#### Source document
“We wish you two the best. Hope your new place works well. Sorry we had to kick you out.”
I got kicked out of my house a month ago. I was renting a little three bedroom house tucked into the armpit of a highway in southwest Saint Paul. I paid my rent on time and did all the repairs the house needed myself as things broke. I’d bill for the repair out of my rent. Mechanics make for good tenants. I described my landlord as “My favorite person I never talk to.”
Then my landlord who lives in Plymouth stumbled across an article describing the ‘hot’ market for housing in the Twin Cities and it was simple math for him after that: Sell the house for a good chunk of money and lose the liability/responsibility of being a landlord. He offered me a sporting chance to buy the house before putting it on the market, but buying a house isn’t a decision you make on someone else’s schedule. I moved. The house had bids the day it hit the market.
I quickly discovered a blood thirsty market for rentals, even with all the college kids in my college neighborhood home for the summer. I was beat to three rentals before I realized that if you don’t close the same day you get a showing, you don’t get the rental. The time between my viewing of my current home and having my application approved was six hours.
It’s not a marketplace where renters choose where they want to live. It’s a marketplace where renters bounce from showing to showing until something meets their standards and they pounce. Praying their application is approved before the other prospective tenants lined up right behind them.

#### Records provided

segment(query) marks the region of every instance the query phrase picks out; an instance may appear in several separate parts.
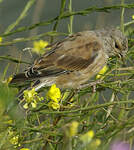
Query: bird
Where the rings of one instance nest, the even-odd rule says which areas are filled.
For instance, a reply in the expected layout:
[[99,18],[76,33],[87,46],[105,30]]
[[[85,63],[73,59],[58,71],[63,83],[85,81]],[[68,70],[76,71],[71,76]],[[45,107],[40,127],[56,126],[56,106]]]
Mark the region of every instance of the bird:
[[33,81],[30,88],[35,91],[52,84],[79,89],[107,64],[109,57],[124,57],[128,40],[119,29],[97,29],[74,33],[48,47],[50,50],[24,72],[14,75],[11,84]]

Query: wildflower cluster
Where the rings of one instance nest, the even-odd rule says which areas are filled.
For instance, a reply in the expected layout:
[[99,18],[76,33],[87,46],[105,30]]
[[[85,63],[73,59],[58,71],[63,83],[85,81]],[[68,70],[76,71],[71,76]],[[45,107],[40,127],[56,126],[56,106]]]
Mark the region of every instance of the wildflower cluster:
[[32,105],[32,108],[35,108],[37,106],[37,102],[43,100],[43,97],[39,97],[37,95],[35,88],[32,88],[32,90],[25,90],[23,93],[23,98],[26,101],[26,103],[23,106],[25,109],[27,109],[30,104]]
[[46,97],[50,102],[48,103],[48,106],[57,110],[60,108],[59,101],[61,99],[61,91],[59,88],[56,87],[56,84],[53,84],[49,91],[46,94]]
[[[39,40],[39,41],[34,41],[33,42],[33,49],[32,51],[34,53],[37,53],[37,54],[43,54],[45,52],[45,47],[48,46],[48,42],[47,41],[43,41],[43,40]],[[48,50],[49,48],[47,48]]]

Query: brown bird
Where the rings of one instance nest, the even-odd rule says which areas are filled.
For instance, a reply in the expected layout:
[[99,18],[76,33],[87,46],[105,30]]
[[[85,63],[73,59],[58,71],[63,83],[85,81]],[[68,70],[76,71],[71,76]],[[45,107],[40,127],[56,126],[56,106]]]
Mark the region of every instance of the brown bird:
[[61,88],[78,89],[106,65],[110,56],[124,56],[128,40],[120,30],[101,29],[78,32],[50,47],[25,72],[15,75],[11,83],[35,81],[32,87],[36,91],[54,83]]

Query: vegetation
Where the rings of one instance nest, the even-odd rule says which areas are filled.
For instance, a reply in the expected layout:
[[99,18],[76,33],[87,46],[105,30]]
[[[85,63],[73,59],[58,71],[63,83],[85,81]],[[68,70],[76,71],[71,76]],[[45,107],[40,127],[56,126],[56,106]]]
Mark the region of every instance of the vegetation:
[[[120,5],[88,7],[73,11],[71,0],[69,3],[67,0],[61,0],[57,17],[30,26],[18,27],[33,4],[36,4],[35,2],[29,0],[16,21],[0,35],[0,47],[33,41],[33,48],[30,48],[32,53],[42,54],[47,42],[51,43],[55,37],[73,33],[75,16],[90,15],[93,12],[110,13],[111,10],[121,9],[121,24],[117,28],[128,37],[129,50],[123,61],[117,57],[110,58],[99,76],[94,77],[93,81],[98,78],[101,80],[95,88],[91,86],[74,91],[59,89],[56,85],[52,85],[41,89],[38,93],[34,89],[26,90],[21,102],[18,102],[16,97],[20,85],[9,86],[12,75],[6,79],[7,71],[10,69],[7,65],[2,72],[0,82],[0,150],[108,150],[113,143],[114,146],[123,143],[132,150],[134,16],[130,22],[124,22],[124,15],[125,9],[134,9],[134,3],[125,4],[122,0]],[[65,10],[67,7],[68,9]],[[61,20],[68,18],[68,33],[58,32],[57,27]],[[18,33],[48,25],[52,25],[51,31],[36,36],[6,40]],[[43,40],[46,36],[49,41]],[[20,64],[29,64],[20,58],[7,55],[0,56],[0,60],[15,63],[17,67]]]

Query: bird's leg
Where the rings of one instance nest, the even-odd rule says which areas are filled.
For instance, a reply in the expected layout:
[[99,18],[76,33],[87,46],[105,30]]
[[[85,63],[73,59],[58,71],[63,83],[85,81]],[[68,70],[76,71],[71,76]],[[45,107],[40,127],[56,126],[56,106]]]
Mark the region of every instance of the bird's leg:
[[104,81],[102,81],[102,80],[97,80],[97,81],[94,81],[94,82],[82,84],[82,85],[79,86],[79,90],[83,89],[83,88],[87,88],[87,87],[93,87],[93,92],[96,92],[96,85],[100,84],[100,83],[103,83],[103,82]]

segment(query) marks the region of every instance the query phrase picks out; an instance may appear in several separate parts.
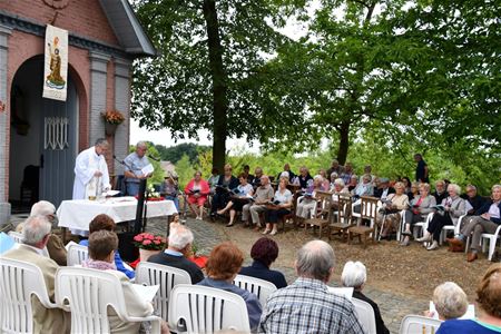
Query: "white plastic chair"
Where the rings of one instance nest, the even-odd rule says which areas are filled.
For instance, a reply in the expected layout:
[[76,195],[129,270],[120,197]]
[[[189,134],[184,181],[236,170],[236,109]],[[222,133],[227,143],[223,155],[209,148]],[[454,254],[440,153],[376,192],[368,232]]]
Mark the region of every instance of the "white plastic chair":
[[400,324],[399,334],[434,334],[442,322],[421,315],[405,315]]
[[[11,238],[13,238],[16,243],[22,244],[22,233],[14,232],[14,230],[10,230],[10,232],[9,232],[9,236],[10,236]],[[43,249],[42,249],[42,255],[43,255],[45,257],[50,257],[50,256],[49,256],[49,250],[47,250],[47,247],[43,247]]]
[[275,284],[268,281],[246,275],[236,275],[233,284],[255,294],[263,306],[266,304],[268,296],[277,289]]
[[71,244],[68,247],[68,253],[66,255],[67,266],[77,266],[81,265],[84,261],[89,258],[89,250],[87,246]]
[[129,316],[120,279],[112,273],[80,267],[60,267],[56,273],[56,303],[71,312],[71,333],[109,333],[108,306],[124,322],[151,322],[160,332],[158,316]]
[[356,316],[362,327],[367,334],[376,334],[374,308],[367,302],[352,298],[353,306],[355,306]]
[[191,284],[191,277],[186,271],[179,268],[140,262],[136,267],[136,283],[160,285],[154,298],[154,306],[160,317],[168,321],[169,298],[173,287],[177,284]]
[[492,261],[492,256],[494,255],[495,245],[497,245],[498,240],[500,240],[500,232],[501,232],[501,225],[498,226],[494,234],[490,234],[490,233],[482,234],[482,237],[481,237],[482,252],[485,253],[487,243],[489,243],[489,255],[488,255],[489,261]]
[[47,292],[43,274],[35,264],[0,257],[0,332],[33,333],[31,295],[46,308],[58,308]]
[[169,327],[177,333],[250,332],[244,298],[227,291],[186,284],[176,285],[170,293]]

#### Activity
Copy out the entire piece about losing a rented house in Saint Paul, word for word.

#### Solved problem
“We wish you two the best. Hope your new place works well. Sorry we had to kick you out.”
I got kicked out of my house a month ago. I was renting a little three bedroom house tucked into the armpit of a highway in southwest Saint Paul. I paid my rent on time and did all the repairs the house needed myself as things broke. I’d bill for the repair out of my rent. Mechanics make for good tenants. I described my landlord as “My favorite person I never talk to.”
Then my landlord who lives in Plymouth stumbled across an article describing the ‘hot’ market for housing in the Twin Cities and it was simple math for him after that: Sell the house for a good chunk of money and lose the liability/responsibility of being a landlord. He offered me a sporting chance to buy the house before putting it on the market, but buying a house isn’t a decision you make on someone else’s schedule. I moved. The house had bids the day it hit the market.
I quickly discovered a blood thirsty market for rentals, even with all the college kids in my college neighborhood home for the summer. I was beat to three rentals before I realized that if you don’t close the same day you get a showing, you don’t get the rental. The time between my viewing of my current home and having my application approved was six hours.
It’s not a marketplace where renters choose where they want to live. It’s a marketplace where renters bounce from showing to showing until something meets their standards and they pounce. Praying their application is approved before the other prospective tenants lined up right behind them.